— Start DATASET EXCERPTS —
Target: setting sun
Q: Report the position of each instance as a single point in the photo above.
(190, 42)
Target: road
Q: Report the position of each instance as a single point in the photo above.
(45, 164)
— End DATASET EXCERPTS —
Format the rows from the line containing "Target: road" through the last line, inclusive, as a numbered list, leaving out any blank lines.

1. Target: road
2. Q: Report the position of each instance as a single point in the photo above.
3. (45, 164)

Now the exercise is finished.